## Текст документа:
┌──

Она, разумеется, имеет смысл –  как конструкционная схема, но никоим образом в книге не отрегулирована, хаотична.
В результате читатель нихрена не понимает: книга местами забавна и остроумна, изобилует настоящими литературными перлами, достойными вхождения в учебники по синтаксису, лингвистике, семиотике, но имеет характер именно ЧЕРНОВИКА… какой-то дьявольски интересной книги, но, к сожалению, не самой книги.
Хотя… как знать! Просто, если принять это сочинение «За гвоздями в Европу» или его дальнейшую версию «ЧоЧоЧо» за такой специальный и окончательный вариант литературы, то надо признать тогда, что она рушит базовые принципы написания «литературы драматического типа». Это странный, романтический, слегка маргинальный симбиоз «литературы драматического типа» и литературы под названием «поток сознания».

***

Мы несколько отклонились в сторону. А хотели мы сказать нижеследующее.

Итак, получается, что чудо-юдо – не с постоянной пропиской и за это уважаемый  анти-герой, а какой-то сильно эпизодический Горе-персонаж.
А также – головная боль для прототипического (реального) Я-автора.
А также – мозготрясение для книжного героя – автора и путешественника в одном лице – Кирьяна Егорыча Полутуземского.
Во-вторых, он – Ник Трёхголовый – есть академическое Несчастье для героев, более востребованных и употребляемых автором для заполнения их проделками страниц, к тому же формально числящихся в положительных списках.
Хотя книжка вовсе не чёрно-белая, а очень даже цветная: до карнавальной пёстрости.
Да и герои далеко не картонные чудики, а, скорей, бегуны на длинно-короткие дистанции и болтуны со жвачками в мозгах и под языком – как камнями за пазухой и в карманах навыворот. Все эти герои импрессио-пуантилистского склада. Их требуется вначале полюбить: после этого они становятся ручными и порой «дюже вумными».
И действуют они под настроение, в том числе – чисто по человечьи: а не по идеальному или книжному с хорошими манерами: в зависимости от количества поглощённого зелья.
В книге этот напиток чаще всего – немецкое и голландское пиво.  Чешские и рашеские сорта оказались за кадром.
Курение травы упоминается частенько, но реальное злоупотребление им описано всего лишь в одном эпизоде в мотеле «Весёлые подружки», что за Казанью.
Правда, может, некоторые из них – чуть недоделанно-переделанные, как пакетик чая – семижды заваренный (Ксан Иваныч). А один из таковых  (Малёха) даже не распрощался с картонной сущностью.
Но они – недоделанные и переделанные – творят, как могут, основное действие: по большей части болтологическое: хоть и с привкусом: своеобразной народно-интеллигентской философии.

└──

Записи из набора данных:
┌──

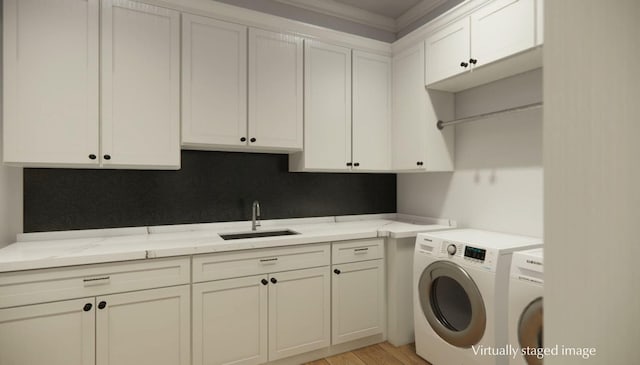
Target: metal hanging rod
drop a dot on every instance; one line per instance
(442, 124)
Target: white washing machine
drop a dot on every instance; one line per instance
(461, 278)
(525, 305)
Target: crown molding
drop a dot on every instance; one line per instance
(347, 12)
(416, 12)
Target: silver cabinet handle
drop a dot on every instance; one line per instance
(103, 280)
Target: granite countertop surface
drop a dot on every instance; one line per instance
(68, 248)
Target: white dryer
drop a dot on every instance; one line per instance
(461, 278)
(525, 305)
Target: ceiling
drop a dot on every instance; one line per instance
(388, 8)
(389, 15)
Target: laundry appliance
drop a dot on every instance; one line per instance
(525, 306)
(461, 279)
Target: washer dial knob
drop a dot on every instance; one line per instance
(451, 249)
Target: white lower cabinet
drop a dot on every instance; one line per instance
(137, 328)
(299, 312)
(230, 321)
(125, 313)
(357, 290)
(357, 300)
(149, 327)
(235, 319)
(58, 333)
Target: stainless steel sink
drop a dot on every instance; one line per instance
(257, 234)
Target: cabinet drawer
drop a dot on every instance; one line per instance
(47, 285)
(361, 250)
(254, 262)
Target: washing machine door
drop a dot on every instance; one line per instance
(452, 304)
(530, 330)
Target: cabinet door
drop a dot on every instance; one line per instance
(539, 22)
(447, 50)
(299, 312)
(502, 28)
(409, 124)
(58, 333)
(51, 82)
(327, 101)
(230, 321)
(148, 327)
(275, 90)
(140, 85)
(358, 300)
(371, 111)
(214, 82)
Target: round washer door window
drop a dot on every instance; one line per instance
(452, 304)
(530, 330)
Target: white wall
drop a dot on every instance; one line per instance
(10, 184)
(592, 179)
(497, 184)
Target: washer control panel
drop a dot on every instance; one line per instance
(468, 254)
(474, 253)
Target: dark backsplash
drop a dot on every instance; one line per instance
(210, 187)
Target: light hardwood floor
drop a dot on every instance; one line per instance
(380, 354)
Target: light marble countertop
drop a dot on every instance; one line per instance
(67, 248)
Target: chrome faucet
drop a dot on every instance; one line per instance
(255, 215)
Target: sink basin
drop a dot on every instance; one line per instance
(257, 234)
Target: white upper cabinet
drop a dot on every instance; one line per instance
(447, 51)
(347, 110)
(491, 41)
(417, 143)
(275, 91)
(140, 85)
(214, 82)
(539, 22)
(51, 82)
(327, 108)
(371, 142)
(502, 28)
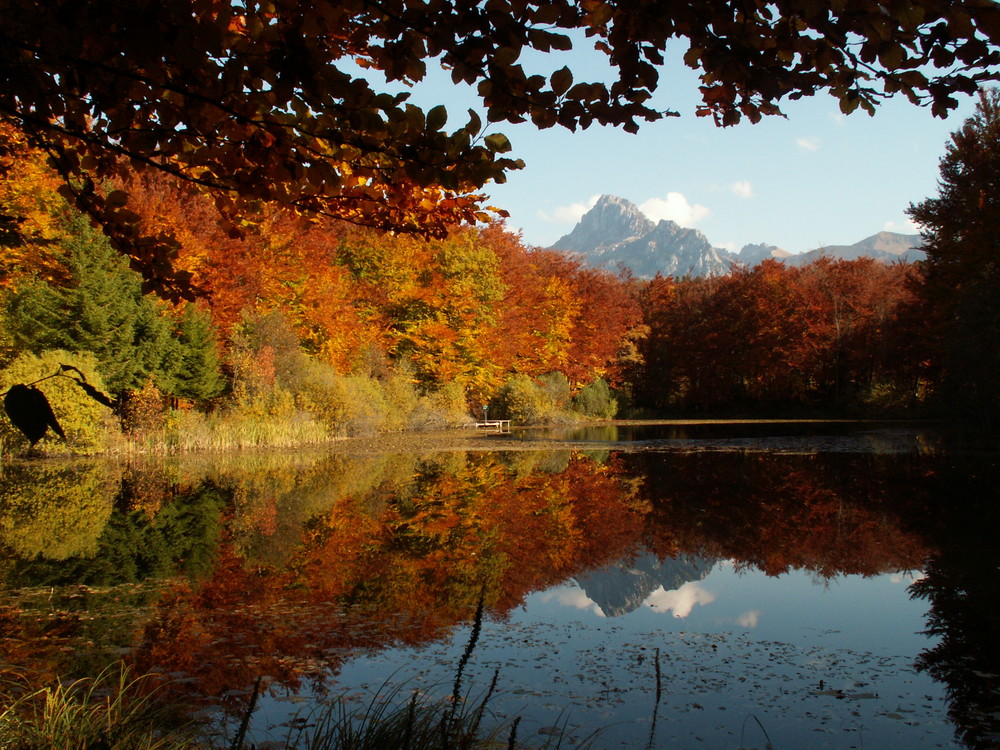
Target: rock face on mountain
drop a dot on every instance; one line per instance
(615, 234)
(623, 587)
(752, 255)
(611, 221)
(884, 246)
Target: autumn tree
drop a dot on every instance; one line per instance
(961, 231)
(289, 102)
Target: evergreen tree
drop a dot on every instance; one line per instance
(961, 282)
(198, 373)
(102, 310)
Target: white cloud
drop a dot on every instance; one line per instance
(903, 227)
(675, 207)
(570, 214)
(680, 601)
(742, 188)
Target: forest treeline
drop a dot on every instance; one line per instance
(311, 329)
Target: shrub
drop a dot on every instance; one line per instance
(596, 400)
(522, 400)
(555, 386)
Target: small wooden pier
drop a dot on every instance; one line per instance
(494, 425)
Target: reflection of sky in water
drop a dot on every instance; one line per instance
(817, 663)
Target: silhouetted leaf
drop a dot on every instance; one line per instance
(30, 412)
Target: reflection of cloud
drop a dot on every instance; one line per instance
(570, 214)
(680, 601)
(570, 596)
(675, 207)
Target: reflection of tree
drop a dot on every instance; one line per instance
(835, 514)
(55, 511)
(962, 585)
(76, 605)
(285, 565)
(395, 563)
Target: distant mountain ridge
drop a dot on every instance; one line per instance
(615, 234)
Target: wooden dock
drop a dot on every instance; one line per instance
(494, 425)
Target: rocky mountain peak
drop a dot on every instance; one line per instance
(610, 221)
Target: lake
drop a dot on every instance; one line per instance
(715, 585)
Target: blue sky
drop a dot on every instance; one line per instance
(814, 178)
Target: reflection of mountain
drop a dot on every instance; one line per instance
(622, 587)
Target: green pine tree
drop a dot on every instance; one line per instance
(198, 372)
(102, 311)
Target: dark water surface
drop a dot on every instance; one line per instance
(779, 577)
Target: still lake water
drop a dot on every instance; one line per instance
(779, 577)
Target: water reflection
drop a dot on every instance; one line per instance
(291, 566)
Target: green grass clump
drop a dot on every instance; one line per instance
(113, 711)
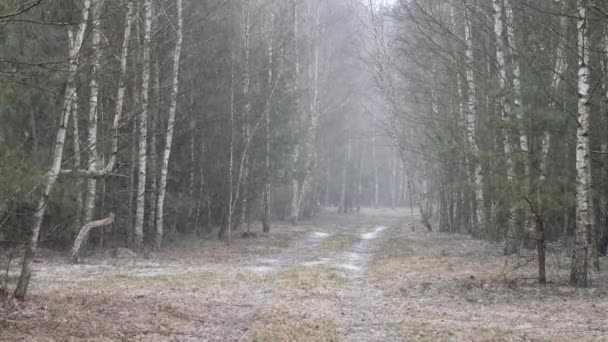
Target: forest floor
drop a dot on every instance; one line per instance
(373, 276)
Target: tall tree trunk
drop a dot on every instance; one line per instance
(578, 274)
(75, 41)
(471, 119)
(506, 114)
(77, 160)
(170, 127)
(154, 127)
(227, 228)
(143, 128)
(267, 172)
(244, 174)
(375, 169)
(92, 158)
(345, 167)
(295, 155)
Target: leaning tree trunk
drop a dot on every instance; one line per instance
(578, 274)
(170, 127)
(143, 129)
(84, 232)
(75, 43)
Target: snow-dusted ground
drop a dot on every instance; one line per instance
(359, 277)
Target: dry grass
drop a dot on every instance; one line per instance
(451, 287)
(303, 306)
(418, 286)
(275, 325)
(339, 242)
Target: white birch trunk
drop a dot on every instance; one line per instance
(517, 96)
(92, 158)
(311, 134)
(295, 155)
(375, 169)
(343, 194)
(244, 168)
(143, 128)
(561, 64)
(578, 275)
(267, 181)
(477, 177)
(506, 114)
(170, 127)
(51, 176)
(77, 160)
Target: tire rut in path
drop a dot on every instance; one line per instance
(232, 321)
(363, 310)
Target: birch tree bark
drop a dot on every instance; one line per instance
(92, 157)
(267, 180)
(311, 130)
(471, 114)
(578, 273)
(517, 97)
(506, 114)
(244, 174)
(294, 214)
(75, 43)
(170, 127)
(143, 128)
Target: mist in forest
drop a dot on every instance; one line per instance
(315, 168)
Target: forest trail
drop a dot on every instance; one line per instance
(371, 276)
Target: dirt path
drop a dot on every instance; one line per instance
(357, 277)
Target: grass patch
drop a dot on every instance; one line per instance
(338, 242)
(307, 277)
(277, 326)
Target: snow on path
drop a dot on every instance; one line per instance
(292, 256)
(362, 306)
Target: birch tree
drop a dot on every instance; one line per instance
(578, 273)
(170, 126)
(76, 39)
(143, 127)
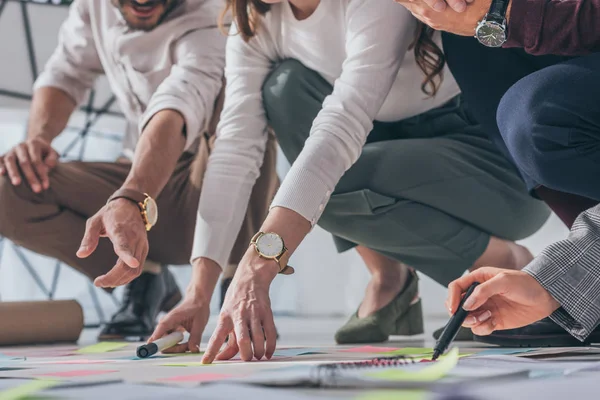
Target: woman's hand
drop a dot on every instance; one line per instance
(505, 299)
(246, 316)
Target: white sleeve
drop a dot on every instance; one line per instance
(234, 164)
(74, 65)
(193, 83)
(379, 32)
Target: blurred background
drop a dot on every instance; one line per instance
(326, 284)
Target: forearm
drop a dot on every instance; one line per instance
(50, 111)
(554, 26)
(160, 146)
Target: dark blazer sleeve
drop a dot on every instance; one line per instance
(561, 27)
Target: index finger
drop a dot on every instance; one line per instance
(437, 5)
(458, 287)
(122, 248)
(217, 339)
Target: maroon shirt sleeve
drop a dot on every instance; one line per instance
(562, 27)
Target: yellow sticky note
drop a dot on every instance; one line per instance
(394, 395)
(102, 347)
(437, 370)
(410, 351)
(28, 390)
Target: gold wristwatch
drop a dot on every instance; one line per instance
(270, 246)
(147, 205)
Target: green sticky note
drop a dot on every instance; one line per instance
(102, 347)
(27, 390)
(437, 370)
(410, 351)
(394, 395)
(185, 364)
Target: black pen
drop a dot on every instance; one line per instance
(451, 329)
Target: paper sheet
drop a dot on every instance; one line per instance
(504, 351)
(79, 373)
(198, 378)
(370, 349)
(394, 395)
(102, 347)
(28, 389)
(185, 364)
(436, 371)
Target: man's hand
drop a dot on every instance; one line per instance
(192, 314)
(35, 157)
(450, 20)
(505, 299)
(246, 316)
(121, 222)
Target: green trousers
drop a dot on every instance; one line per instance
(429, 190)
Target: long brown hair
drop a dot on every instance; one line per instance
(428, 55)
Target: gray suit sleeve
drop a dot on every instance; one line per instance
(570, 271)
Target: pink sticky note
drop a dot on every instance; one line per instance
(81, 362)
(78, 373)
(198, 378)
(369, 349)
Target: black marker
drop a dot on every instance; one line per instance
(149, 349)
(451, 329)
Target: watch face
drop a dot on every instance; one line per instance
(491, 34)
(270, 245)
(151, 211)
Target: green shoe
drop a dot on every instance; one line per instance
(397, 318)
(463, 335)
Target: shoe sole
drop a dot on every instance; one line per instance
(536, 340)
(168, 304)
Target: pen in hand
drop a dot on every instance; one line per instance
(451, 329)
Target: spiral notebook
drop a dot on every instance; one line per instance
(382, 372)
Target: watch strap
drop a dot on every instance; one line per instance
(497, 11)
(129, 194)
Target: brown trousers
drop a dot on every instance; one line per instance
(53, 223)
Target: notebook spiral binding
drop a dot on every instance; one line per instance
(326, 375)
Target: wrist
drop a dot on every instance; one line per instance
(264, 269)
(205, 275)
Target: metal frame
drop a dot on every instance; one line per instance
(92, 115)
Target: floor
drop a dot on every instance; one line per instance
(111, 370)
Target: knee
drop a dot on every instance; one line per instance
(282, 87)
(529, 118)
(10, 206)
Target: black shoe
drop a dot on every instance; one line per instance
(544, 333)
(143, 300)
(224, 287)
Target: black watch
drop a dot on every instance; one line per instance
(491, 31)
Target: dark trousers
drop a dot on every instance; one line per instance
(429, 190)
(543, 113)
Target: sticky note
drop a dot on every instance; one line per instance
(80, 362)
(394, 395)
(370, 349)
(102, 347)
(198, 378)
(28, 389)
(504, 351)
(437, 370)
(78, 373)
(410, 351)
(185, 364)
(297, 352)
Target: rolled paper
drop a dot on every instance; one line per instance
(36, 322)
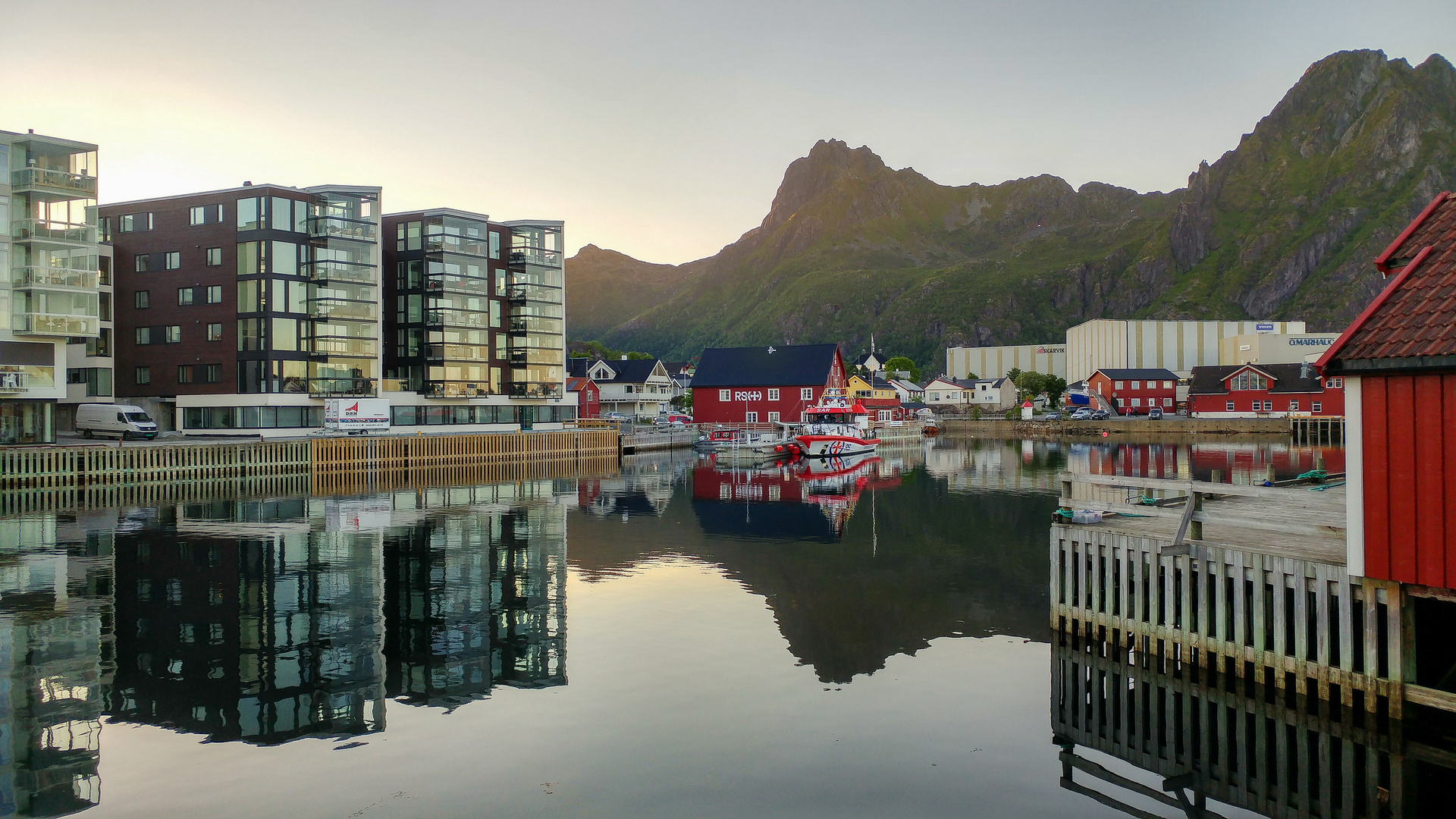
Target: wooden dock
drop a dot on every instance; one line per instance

└──

## Задания:
1 – Верните из перечня все строки, где встречается строка «sleeve».
2 – Подхватите отзыв о книге «За гвоздями в Европу» и продолжите его сразу после последнего приведённого предложения.

## Ожидаемые результаты:
1 –
Target: white sleeve
Target: dark blazer sleeve
Target: maroon shirt sleeve
Target: gray suit sleeve

2 –
А также праздно шатаются по Мюнхену и трактуют архитектуру с живописью: трактуют, интерпретируют, трактуют, истолковывают, стебаются, желая отметиться: кто в энциклопедии, кто в Вики, кто в словаре Даля (переиздание для новорусских) филологов). Так как выдумывают много новья, а кто-то тупо хочет застрять в книжке Кирьяна Егорыча на века. Так как все знают, что Кирьян Егорыч втихаря (запираясь ночью на hotels-горшке) совсем нешуточно кропает в блокноте. Блокнот толщиной в Диккенса. А после напишет укороченную прозу (не бриллиант, это позже): он обещал.
И ему поверили.
При этом никто не лезет в главные герои, особо не ерихонится, и не создаёт фальшивых приключений, дабы отметиться красивше на страницах Полутуземского.
А также не дерутся, хоть и ссорятся ежеминутно.
Образовались противостоящие пары: дуэт Кирьян Егорыч+Бим Нетотов супротив дуэта Ксан Иваныч+сын Малёха. В их конкурсе нет победителя: каждая пара боксирует милостиво. Крови нет. С путешествия не гонят, хотя… было одно исключение: но закончилось оно миром.
Девки и ****и – всё боком. Всё в мечтах, все в воспоминаниях, дрочерят в душе' и в туалете – первое  по-серьёзному, второе регулярно и реалистично. Но никто не попался. Тонкости знает только Автор.
Фаби – нераскрученная девушка. А необычная, даже красивая… после душа. У неё красные кеды. Курит Честер. Так-что могла бы быть побойчей.
Чудище-Юдище Ник Трёхголовый чаще прозябает в Мойдодыре, нежели творит эффективное зло с тролльничаньем.
Других сюжетообразующих ветвей кроме перечисленных вроде бы нет. Автор тут честен пред собой как лист (бумажный) перед травой (конопляной).
Зато хватает намёков, необязательностей, живых, но, тем не менее, количественно потрясывающих уши и покусывающих за ноги капканов аж  «китайского краснобайства» и русско-крестьянского языкоблудия. 
С последними, относящимися будто бы к пустопорожней болтовне, а на самом деле рисующих широкую и подробную картину жизни, не так-то просто разобраться, если не знать реальных биографий прототипов.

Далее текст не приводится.